Brief: Return only those lines of the material that contain "mask".

Data records:

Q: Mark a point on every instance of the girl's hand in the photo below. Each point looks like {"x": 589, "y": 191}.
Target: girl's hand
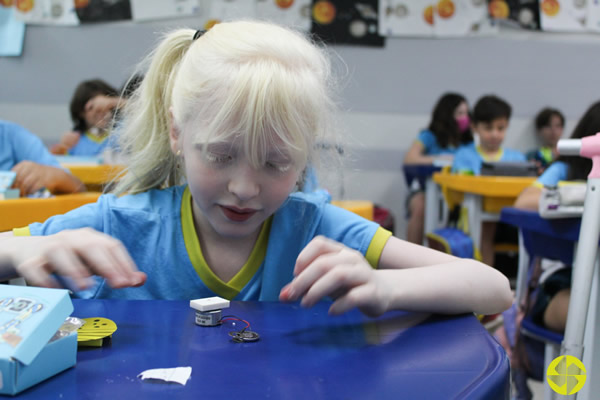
{"x": 328, "y": 268}
{"x": 76, "y": 254}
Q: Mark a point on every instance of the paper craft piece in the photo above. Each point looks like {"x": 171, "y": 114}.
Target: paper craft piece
{"x": 93, "y": 332}
{"x": 293, "y": 13}
{"x": 563, "y": 15}
{"x": 47, "y": 12}
{"x": 12, "y": 33}
{"x": 102, "y": 10}
{"x": 179, "y": 375}
{"x": 458, "y": 17}
{"x": 143, "y": 10}
{"x": 345, "y": 22}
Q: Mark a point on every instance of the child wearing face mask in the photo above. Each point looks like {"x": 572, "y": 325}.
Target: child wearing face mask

Task output:
Q: Mark a point on every instance of the child wearing face mask in the photo above. Each point looks like {"x": 572, "y": 325}.
Target: child wearing face mask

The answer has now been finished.